Document excerpt —
»»

Be careful what you wish for...
Earthly Storms and Galactic Wonders

And if you'd like to see more...  Please Enjoy!

My passion is Deep Space Objects, Nebula specifically.
But I really enjoy taking my pictures, and combining them with music.
I suggest you choose full screen. :)


----------



## jp61 (Feb 12, 2018)

SonnyE said:


> Be careful what you wish for...
> Earthly Storms and Galactic Wonders
> 
> And if you'd like to see more...  Please Enjoy!
> ...



Thanks for sharing Sonny! Very nice!


----------



## myownidaho (Feb 12, 2018)

Spring and summer, vegetable garden, fly fishing and hiking in the mountains. Fall and winter, shootin’ at some food. Those all overlap some. When I can’t shoot at birds and the weather cooperates, I love shooting sporting clays. Since I was nine, I’ve been hooked on politics and current events, hence the above hobbies so I can keep my sanity.


----------



## myownidaho (Feb 12, 2018)

Spring and summer, vegetable garden, fly fishing and hiking in the mountains. Fall and winter, shootin’ at some food. Those all overlap some. When I can’t shoot at birds and the weather cooperates, I love shooting sporting clays. Since I was nine, I’ve been hooked on politics and current events, hence the above hobbies so I can keep my sanity.


----------



## HalfSmoked (Feb 12, 2018)

Me now days is just getting up in the morning then deciding if I'm going to do anything today or is it going to be just another bad day. If I can I fish some crab some and go camping where I can just sit and smoke something.

Warren


----------



## jp61 (Feb 12, 2018)

««

Complete the following —
1 > From the forum thread, set down word for word the passage that begins at the words "Me now days" and ends after the words "and smoke something.".
2 > Extract from the rows, unchanged, the lines beginning at the line that contains "Return one point per instance of the military" and ending after the line that contains "x=336 y=345".

Available data —
»»

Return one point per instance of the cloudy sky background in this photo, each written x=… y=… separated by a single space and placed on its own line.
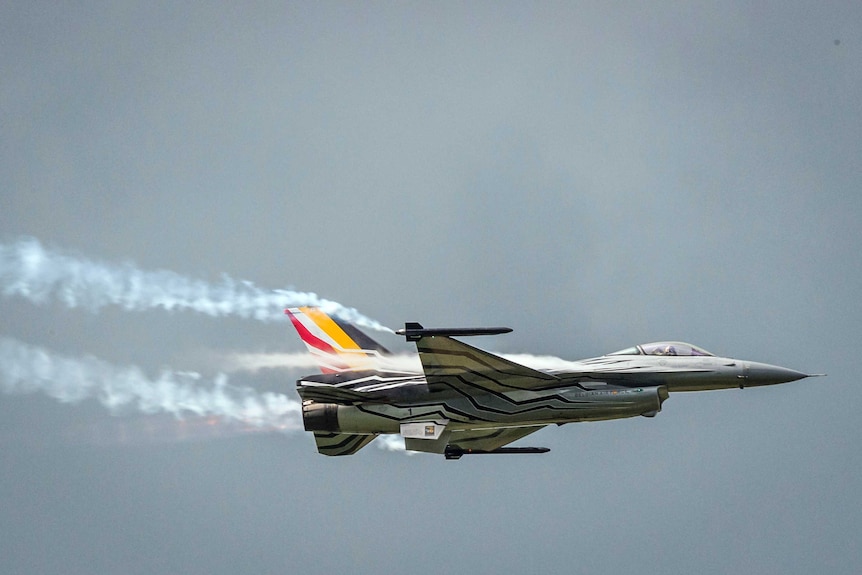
x=591 y=175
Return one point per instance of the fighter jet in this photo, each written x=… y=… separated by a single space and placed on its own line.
x=466 y=401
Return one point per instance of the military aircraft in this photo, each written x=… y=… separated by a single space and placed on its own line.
x=467 y=401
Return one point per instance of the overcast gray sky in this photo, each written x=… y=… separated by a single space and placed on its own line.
x=592 y=174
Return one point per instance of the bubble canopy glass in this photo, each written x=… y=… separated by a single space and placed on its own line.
x=664 y=348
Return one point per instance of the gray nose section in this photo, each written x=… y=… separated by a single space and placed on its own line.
x=764 y=374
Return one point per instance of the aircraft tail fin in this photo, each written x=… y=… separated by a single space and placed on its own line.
x=336 y=345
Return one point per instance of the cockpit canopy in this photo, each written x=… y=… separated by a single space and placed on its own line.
x=664 y=348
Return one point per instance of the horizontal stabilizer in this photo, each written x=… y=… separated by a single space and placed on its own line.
x=331 y=394
x=457 y=452
x=414 y=331
x=335 y=444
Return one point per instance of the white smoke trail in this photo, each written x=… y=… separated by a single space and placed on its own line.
x=254 y=362
x=28 y=270
x=29 y=369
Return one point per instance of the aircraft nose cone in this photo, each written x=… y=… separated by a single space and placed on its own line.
x=765 y=374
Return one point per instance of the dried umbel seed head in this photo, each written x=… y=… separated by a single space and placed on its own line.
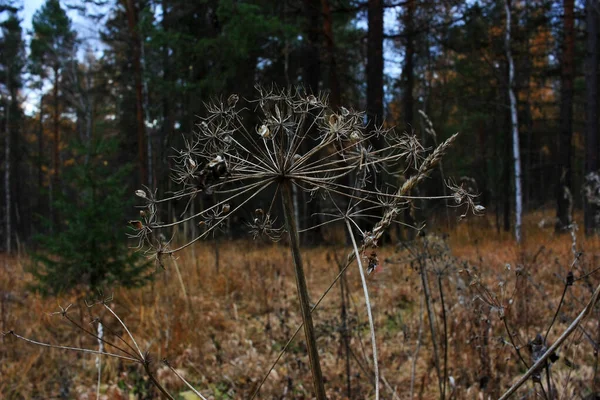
x=264 y=132
x=355 y=136
x=135 y=224
x=215 y=161
x=333 y=120
x=232 y=100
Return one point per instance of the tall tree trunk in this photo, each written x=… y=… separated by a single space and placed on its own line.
x=56 y=146
x=132 y=23
x=375 y=62
x=311 y=77
x=312 y=64
x=408 y=100
x=40 y=155
x=592 y=210
x=334 y=84
x=7 y=161
x=514 y=128
x=408 y=70
x=563 y=193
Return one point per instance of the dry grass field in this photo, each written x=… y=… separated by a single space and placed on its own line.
x=226 y=329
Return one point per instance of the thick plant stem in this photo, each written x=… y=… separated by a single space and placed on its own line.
x=431 y=316
x=309 y=330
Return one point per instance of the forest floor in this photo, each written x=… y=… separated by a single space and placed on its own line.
x=225 y=330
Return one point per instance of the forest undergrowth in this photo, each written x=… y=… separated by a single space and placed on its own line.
x=488 y=298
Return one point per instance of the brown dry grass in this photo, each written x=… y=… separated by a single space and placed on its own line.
x=240 y=318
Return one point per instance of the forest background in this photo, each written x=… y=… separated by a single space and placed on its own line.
x=99 y=109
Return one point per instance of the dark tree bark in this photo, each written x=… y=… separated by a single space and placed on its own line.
x=563 y=193
x=334 y=84
x=591 y=210
x=375 y=62
x=55 y=145
x=312 y=60
x=40 y=160
x=136 y=49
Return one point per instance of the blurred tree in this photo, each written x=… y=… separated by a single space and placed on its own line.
x=591 y=208
x=564 y=198
x=90 y=252
x=53 y=47
x=12 y=62
x=375 y=62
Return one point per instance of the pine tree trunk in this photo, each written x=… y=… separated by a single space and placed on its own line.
x=312 y=65
x=334 y=84
x=7 y=159
x=40 y=160
x=563 y=194
x=375 y=62
x=591 y=211
x=514 y=128
x=56 y=147
x=132 y=23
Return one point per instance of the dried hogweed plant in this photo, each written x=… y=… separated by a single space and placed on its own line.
x=298 y=144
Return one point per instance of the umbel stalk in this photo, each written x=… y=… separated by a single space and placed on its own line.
x=309 y=330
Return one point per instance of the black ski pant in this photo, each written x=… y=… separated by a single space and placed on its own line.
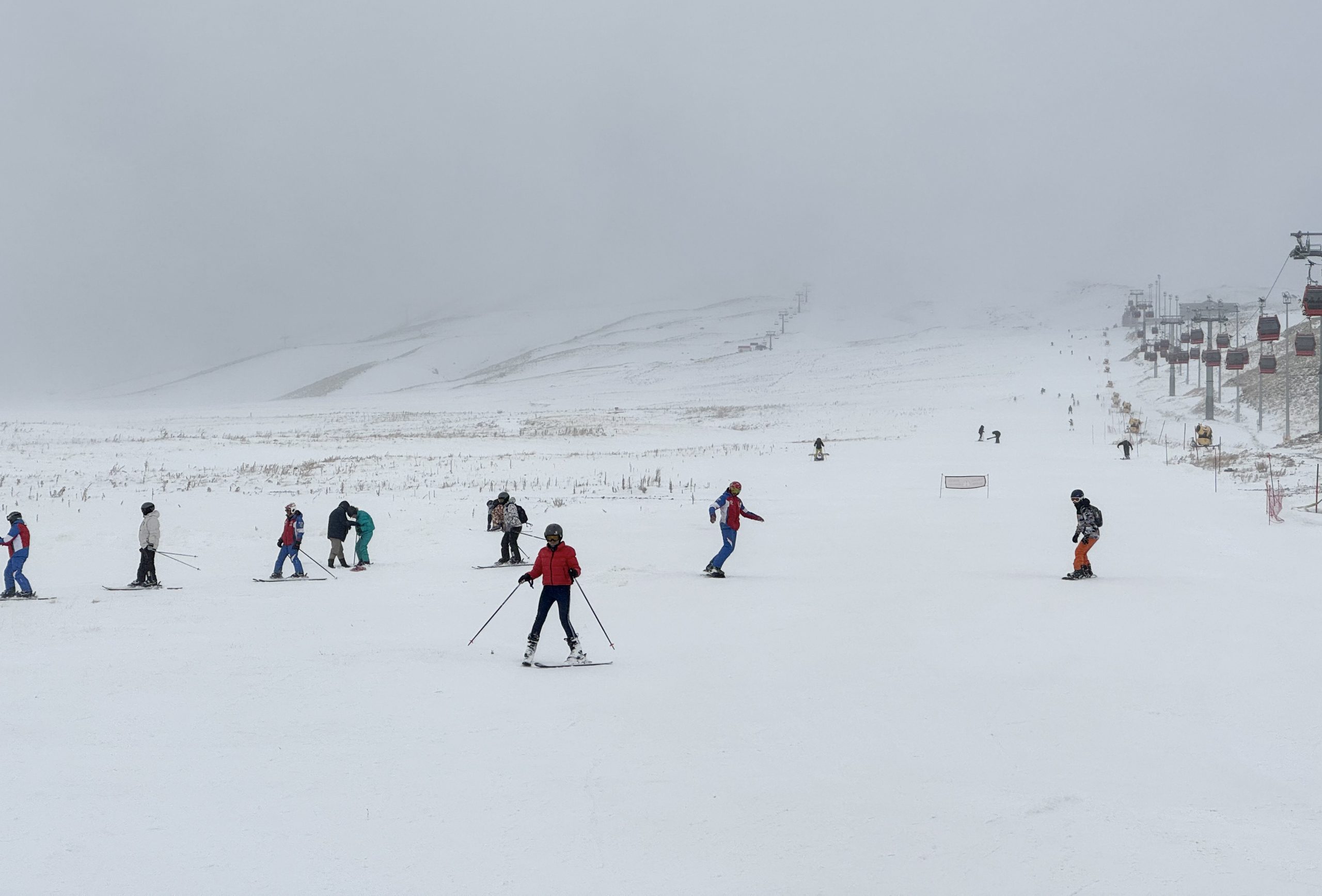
x=553 y=595
x=509 y=546
x=146 y=564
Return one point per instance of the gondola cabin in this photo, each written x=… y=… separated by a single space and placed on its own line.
x=1312 y=302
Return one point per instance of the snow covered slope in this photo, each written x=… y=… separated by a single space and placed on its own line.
x=893 y=690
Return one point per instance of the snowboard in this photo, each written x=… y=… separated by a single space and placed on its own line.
x=291 y=579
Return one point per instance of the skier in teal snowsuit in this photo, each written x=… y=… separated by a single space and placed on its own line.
x=365 y=528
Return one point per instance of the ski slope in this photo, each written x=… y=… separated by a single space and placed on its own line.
x=891 y=693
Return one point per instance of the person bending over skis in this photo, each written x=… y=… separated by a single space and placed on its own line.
x=1087 y=531
x=731 y=509
x=558 y=566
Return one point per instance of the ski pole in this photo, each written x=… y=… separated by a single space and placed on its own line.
x=315 y=561
x=179 y=561
x=497 y=609
x=594 y=614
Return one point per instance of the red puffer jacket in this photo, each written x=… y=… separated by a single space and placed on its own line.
x=556 y=564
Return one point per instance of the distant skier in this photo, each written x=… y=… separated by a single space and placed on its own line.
x=558 y=566
x=512 y=523
x=1087 y=531
x=149 y=540
x=290 y=544
x=18 y=541
x=338 y=530
x=365 y=526
x=731 y=509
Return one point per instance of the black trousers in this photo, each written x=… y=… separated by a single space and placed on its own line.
x=509 y=545
x=553 y=595
x=146 y=564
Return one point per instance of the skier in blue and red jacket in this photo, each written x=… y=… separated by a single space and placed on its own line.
x=558 y=568
x=731 y=509
x=18 y=542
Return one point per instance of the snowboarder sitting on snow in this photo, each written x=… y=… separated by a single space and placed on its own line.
x=18 y=542
x=290 y=542
x=149 y=540
x=558 y=566
x=731 y=509
x=365 y=526
x=1087 y=531
x=512 y=524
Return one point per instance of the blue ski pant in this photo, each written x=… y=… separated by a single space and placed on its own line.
x=728 y=545
x=13 y=571
x=553 y=595
x=293 y=553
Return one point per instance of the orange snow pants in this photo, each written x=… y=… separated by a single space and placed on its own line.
x=1082 y=553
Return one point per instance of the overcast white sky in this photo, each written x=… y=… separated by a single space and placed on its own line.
x=188 y=180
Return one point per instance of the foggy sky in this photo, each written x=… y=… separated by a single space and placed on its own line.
x=188 y=180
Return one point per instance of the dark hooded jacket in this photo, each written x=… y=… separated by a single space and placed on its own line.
x=339 y=524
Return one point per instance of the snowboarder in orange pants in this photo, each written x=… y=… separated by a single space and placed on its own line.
x=1087 y=531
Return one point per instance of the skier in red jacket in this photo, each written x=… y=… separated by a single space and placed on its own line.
x=731 y=509
x=558 y=566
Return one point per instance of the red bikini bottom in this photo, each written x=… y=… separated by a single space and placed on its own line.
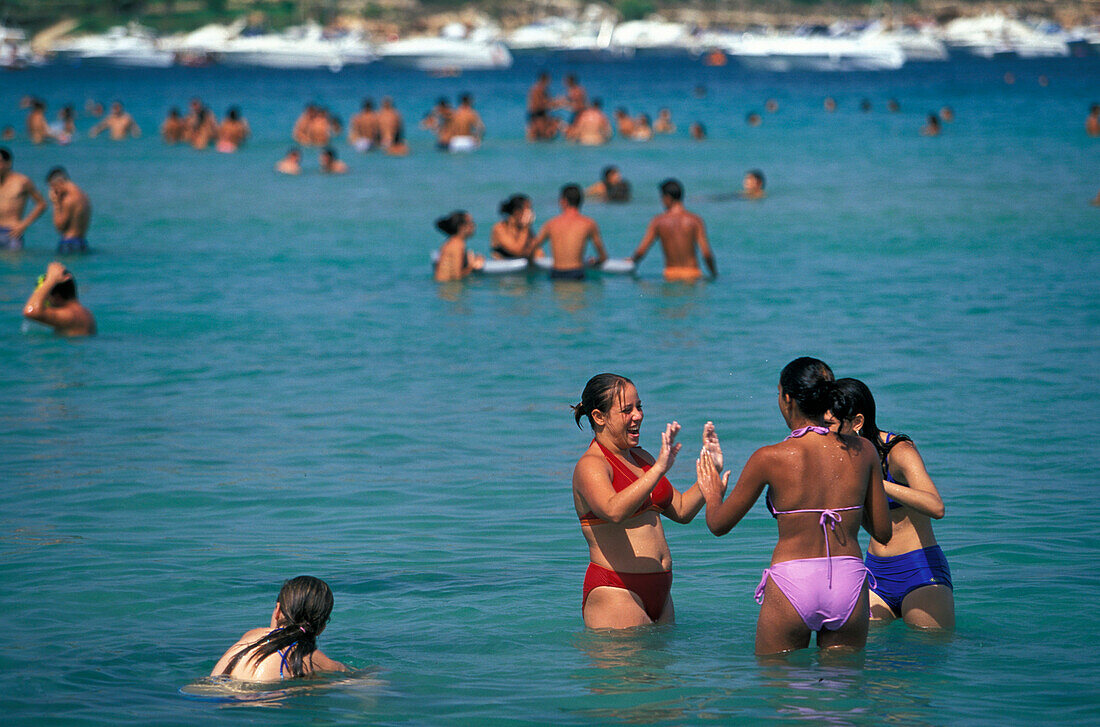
x=652 y=588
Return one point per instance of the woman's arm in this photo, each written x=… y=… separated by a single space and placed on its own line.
x=921 y=494
x=722 y=516
x=592 y=478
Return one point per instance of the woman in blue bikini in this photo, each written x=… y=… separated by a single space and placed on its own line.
x=287 y=648
x=912 y=574
x=826 y=485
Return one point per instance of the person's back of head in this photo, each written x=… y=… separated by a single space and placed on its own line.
x=451 y=223
x=572 y=196
x=509 y=206
x=672 y=189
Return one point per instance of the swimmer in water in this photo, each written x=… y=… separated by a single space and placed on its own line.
x=682 y=235
x=15 y=190
x=55 y=304
x=611 y=188
x=330 y=164
x=232 y=132
x=912 y=574
x=454 y=261
x=118 y=122
x=509 y=238
x=363 y=130
x=822 y=486
x=72 y=211
x=619 y=494
x=931 y=127
x=173 y=128
x=287 y=647
x=752 y=185
x=568 y=233
x=290 y=163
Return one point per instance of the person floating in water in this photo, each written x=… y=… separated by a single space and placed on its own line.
x=232 y=132
x=752 y=185
x=15 y=189
x=682 y=234
x=363 y=130
x=611 y=188
x=330 y=164
x=913 y=580
x=568 y=233
x=72 y=211
x=454 y=261
x=287 y=647
x=118 y=122
x=463 y=131
x=290 y=163
x=55 y=304
x=932 y=127
x=821 y=487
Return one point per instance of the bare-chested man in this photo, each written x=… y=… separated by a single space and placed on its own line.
x=591 y=128
x=232 y=131
x=363 y=130
x=54 y=303
x=464 y=129
x=118 y=122
x=681 y=234
x=72 y=211
x=15 y=189
x=392 y=129
x=568 y=234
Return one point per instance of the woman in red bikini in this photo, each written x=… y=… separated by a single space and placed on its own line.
x=619 y=492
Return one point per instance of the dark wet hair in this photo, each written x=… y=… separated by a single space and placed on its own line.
x=65 y=289
x=306 y=604
x=509 y=206
x=572 y=195
x=810 y=382
x=451 y=222
x=851 y=397
x=598 y=395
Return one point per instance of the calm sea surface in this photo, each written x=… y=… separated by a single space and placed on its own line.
x=279 y=388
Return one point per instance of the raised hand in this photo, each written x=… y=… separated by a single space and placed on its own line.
x=714 y=488
x=711 y=444
x=669 y=448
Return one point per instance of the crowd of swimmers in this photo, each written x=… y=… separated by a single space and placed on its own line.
x=835 y=472
x=681 y=233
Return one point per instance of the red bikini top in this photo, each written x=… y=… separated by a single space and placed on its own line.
x=658 y=499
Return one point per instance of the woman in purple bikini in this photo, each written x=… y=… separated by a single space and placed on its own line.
x=822 y=486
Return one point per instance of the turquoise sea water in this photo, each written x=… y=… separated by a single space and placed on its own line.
x=279 y=388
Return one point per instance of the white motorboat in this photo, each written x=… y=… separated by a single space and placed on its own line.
x=916 y=43
x=129 y=45
x=653 y=37
x=451 y=51
x=788 y=52
x=305 y=46
x=996 y=35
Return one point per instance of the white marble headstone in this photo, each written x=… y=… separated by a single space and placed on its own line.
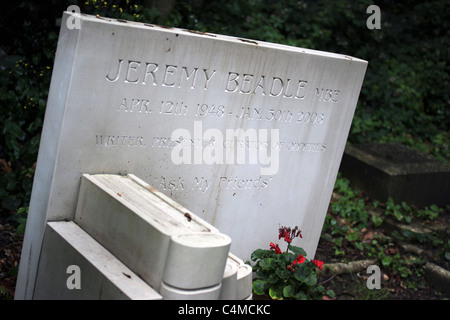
x=247 y=135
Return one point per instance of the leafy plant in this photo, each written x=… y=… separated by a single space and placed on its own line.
x=287 y=275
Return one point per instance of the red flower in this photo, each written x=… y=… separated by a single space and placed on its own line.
x=300 y=259
x=289 y=234
x=275 y=247
x=287 y=238
x=318 y=263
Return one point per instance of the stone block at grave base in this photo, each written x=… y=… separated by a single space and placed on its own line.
x=172 y=293
x=248 y=135
x=396 y=171
x=157 y=240
x=244 y=280
x=196 y=260
x=74 y=266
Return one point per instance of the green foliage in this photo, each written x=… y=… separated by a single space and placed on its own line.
x=404 y=97
x=287 y=275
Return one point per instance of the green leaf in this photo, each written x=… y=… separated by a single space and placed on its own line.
x=306 y=275
x=331 y=293
x=276 y=292
x=301 y=296
x=267 y=263
x=283 y=273
x=288 y=291
x=297 y=250
x=377 y=220
x=259 y=254
x=260 y=286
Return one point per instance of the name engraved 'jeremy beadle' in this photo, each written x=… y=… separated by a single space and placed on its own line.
x=176 y=76
x=119 y=141
x=150 y=73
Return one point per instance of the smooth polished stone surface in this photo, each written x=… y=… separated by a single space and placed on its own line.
x=154 y=239
x=101 y=276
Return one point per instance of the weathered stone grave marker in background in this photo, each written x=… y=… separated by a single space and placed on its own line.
x=394 y=170
x=247 y=135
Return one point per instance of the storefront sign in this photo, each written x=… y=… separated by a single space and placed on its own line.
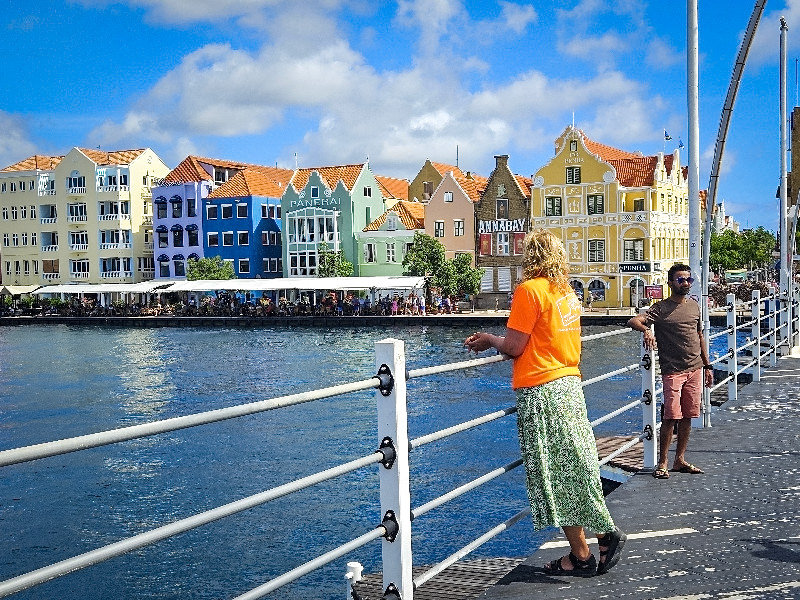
x=634 y=267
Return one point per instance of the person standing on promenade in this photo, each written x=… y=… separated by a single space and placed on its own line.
x=684 y=364
x=543 y=335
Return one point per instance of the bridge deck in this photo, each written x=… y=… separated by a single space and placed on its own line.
x=733 y=532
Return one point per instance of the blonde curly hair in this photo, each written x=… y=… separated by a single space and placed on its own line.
x=545 y=256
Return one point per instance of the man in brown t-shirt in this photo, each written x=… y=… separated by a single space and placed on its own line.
x=684 y=364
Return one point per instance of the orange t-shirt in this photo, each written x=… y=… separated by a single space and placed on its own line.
x=553 y=320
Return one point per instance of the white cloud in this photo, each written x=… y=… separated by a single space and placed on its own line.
x=15 y=144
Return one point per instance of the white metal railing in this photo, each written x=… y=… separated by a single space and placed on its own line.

««

Responses for each task —
1 >
Me now days is just getting up in the morning then deciding if I'm going to do anything today or is it going to be just another bad day. If I can I fish some crab some and go camping where I can just sit and smoke something.

2 >
Return one point per instance of the military aircraft in this photo, each written x=… y=… separated by a single space and placed on its own line.
x=467 y=401
Return one point per instance of the overcast gray sky in this photo, each written x=… y=… separated by a single space and placed on its own line.
x=592 y=174
Return one point per instance of the bubble canopy glass in this photo, each written x=… y=… separated by a single space and placed on its own line.
x=664 y=348
Return one point per instance of the gray nose section in this photo, each written x=… y=… separated by a single space and placed on its own line.
x=764 y=374
Return one point per instance of the aircraft tail fin in this photo, each written x=… y=… separated by a single space and placed on its own line.
x=336 y=345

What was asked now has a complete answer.